(Collection entries)

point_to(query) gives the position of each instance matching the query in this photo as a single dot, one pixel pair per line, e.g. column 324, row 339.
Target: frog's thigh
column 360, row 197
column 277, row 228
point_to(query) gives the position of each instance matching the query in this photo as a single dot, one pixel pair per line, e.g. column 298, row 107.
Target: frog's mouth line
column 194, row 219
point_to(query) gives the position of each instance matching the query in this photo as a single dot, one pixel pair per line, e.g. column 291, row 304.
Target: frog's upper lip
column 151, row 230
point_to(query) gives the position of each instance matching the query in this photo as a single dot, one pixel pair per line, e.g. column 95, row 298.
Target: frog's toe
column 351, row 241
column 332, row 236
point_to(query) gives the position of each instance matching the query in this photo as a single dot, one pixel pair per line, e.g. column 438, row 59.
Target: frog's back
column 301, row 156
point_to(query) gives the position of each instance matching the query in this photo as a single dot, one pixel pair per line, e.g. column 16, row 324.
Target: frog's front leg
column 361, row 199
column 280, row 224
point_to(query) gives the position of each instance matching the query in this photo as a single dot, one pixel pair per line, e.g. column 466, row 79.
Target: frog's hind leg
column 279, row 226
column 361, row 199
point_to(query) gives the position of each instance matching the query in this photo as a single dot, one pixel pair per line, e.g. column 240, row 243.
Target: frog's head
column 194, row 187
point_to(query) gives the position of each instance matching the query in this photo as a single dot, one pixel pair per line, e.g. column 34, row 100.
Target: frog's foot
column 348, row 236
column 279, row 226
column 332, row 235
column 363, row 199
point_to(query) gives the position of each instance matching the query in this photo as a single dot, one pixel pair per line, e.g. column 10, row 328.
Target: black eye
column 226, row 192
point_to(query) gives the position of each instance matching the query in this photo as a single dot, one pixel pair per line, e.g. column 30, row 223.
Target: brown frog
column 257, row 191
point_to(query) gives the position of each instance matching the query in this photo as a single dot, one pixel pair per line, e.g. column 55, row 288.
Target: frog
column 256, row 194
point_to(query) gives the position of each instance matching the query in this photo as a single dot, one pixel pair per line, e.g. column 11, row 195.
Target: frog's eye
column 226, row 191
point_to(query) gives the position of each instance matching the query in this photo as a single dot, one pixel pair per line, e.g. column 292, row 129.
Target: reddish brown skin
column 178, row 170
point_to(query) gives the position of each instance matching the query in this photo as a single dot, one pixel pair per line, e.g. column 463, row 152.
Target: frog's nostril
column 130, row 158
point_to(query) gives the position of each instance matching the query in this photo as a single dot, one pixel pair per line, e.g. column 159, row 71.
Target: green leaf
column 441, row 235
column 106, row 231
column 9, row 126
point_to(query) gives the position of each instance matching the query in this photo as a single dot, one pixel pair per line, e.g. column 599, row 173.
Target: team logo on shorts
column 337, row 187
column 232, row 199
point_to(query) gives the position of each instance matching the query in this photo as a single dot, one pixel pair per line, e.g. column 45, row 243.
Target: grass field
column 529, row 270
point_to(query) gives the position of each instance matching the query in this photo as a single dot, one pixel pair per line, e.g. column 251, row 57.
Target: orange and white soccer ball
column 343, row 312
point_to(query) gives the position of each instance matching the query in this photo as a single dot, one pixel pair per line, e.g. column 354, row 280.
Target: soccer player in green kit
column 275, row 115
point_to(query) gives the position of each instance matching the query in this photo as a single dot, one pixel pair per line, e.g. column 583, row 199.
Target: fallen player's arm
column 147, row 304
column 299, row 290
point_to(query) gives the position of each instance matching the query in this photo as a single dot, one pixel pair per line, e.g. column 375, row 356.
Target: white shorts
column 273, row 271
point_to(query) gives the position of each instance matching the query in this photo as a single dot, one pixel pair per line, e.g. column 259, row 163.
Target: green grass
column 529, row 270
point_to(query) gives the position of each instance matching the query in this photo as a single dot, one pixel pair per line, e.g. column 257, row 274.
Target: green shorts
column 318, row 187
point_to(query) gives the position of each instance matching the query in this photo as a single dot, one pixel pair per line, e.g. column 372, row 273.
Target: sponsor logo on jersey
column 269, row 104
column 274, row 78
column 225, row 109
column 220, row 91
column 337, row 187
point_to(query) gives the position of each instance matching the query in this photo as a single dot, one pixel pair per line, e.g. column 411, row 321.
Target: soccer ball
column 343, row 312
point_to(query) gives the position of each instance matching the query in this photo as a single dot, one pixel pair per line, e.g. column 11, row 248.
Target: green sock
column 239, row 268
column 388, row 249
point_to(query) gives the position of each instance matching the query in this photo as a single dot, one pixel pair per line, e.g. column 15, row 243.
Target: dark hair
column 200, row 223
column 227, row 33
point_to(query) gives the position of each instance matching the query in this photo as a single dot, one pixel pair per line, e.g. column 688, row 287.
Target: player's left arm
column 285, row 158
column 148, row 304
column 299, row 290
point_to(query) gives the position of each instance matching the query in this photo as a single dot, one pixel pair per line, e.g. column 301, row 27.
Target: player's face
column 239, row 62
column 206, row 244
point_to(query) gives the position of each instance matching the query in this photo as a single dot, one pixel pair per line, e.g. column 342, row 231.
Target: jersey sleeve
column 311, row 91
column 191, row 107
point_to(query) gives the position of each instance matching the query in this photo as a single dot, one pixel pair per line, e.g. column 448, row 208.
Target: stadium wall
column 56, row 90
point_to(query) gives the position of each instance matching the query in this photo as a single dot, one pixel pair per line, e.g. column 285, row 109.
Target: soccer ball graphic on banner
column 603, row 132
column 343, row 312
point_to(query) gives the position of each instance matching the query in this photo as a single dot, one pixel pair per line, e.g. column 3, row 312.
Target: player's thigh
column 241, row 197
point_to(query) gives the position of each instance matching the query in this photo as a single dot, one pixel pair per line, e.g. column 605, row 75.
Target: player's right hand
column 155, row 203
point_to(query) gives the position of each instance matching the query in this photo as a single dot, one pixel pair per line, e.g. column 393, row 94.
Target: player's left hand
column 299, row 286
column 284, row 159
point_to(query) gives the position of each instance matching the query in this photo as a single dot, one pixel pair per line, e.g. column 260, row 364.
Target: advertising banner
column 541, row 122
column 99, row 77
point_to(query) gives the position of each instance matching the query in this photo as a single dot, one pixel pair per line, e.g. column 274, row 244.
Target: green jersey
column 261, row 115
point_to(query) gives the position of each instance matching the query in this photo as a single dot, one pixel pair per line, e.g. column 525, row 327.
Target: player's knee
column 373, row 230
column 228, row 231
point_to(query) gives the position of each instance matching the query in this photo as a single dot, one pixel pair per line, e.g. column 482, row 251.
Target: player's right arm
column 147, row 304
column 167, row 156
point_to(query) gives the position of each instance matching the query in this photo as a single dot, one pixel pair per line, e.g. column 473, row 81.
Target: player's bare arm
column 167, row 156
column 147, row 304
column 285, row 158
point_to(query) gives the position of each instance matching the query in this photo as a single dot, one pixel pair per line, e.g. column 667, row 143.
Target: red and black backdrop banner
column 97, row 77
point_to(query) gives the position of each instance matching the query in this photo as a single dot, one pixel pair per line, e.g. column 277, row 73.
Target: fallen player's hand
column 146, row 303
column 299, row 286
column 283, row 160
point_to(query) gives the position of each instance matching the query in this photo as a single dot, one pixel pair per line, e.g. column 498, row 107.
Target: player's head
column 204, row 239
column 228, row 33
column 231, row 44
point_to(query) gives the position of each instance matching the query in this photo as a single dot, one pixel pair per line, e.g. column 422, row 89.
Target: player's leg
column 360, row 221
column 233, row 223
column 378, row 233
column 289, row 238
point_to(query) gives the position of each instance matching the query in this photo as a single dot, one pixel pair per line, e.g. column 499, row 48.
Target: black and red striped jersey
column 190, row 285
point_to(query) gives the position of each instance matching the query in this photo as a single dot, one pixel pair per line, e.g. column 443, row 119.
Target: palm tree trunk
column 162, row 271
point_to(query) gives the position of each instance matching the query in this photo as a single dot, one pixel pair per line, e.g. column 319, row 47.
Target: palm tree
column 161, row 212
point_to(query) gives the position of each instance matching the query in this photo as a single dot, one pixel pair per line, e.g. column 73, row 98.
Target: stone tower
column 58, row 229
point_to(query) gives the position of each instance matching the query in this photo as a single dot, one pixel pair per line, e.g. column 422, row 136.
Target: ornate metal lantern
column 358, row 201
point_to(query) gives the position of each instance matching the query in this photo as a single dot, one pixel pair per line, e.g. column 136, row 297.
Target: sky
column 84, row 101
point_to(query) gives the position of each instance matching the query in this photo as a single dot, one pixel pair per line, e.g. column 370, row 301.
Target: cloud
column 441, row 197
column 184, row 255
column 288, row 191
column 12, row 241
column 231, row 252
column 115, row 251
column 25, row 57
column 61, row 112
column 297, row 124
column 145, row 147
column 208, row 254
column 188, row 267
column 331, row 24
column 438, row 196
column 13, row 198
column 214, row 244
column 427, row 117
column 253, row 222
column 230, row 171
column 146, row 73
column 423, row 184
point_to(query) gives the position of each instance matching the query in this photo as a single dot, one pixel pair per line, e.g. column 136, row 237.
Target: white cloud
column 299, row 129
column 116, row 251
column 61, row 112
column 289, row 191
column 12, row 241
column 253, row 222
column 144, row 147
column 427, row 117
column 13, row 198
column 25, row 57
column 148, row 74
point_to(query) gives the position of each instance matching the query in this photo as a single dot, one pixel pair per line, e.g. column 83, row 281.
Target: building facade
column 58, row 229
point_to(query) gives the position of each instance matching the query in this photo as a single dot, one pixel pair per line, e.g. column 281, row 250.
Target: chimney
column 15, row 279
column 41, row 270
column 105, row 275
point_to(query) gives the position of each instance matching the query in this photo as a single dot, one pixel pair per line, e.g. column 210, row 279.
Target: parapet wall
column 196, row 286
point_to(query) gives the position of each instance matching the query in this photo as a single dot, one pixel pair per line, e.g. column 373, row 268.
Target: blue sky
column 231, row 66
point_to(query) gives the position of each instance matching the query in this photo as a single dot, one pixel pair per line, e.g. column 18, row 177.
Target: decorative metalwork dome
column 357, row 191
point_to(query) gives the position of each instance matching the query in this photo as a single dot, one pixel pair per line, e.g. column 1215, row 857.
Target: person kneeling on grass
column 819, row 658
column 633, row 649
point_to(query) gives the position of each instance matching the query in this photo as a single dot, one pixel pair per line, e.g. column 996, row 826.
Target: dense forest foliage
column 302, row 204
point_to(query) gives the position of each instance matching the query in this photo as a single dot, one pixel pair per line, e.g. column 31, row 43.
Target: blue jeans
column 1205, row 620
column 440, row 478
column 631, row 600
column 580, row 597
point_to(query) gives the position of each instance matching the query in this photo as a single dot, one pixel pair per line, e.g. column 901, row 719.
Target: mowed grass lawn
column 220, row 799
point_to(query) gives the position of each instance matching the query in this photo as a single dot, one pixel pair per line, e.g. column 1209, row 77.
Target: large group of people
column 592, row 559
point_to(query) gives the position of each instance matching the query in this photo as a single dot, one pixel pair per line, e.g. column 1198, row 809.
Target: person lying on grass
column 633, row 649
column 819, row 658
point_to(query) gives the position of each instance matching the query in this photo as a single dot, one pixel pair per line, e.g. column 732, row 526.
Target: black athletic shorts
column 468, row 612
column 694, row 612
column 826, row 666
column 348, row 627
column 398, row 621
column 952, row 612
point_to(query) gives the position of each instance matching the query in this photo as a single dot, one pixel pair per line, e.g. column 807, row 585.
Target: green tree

(WORK TO BE COMPLETED) Set down, exactly and in full, the lines from the one containing "901, row 719." through the end of the entries; no other line belongs.

(RESPONSE BELOW)
point_to(query) gives the position of each instance matching the query in this photo as a single dot, one pixel pair per line, e.g. column 901, row 719.
Target: mowed grass lawn
column 220, row 799
point_to(query) gives the position of each instance matching the query in this photo as a single dot, one pixel pair per line, e.g. column 1209, row 77.
Target: large group of people
column 592, row 559
point_to(query) gives the position of each instance matching the query in this photo as a single dot, one pixel pair per line, e.g. column 1198, row 809.
Target: person lying on grass
column 633, row 649
column 819, row 658
point_to(query) gives the position of each instance matching the query in this photo as a single dot, one pixel pair per line, e.g. column 732, row 526.
Target: black athletic shorts
column 468, row 612
column 694, row 612
column 826, row 666
column 348, row 627
column 398, row 621
column 952, row 612
point_to(query) gives the position of each instance matching the query in this photo as a single dot, one pixel pair per line, e.g. column 807, row 585.
Target: green tree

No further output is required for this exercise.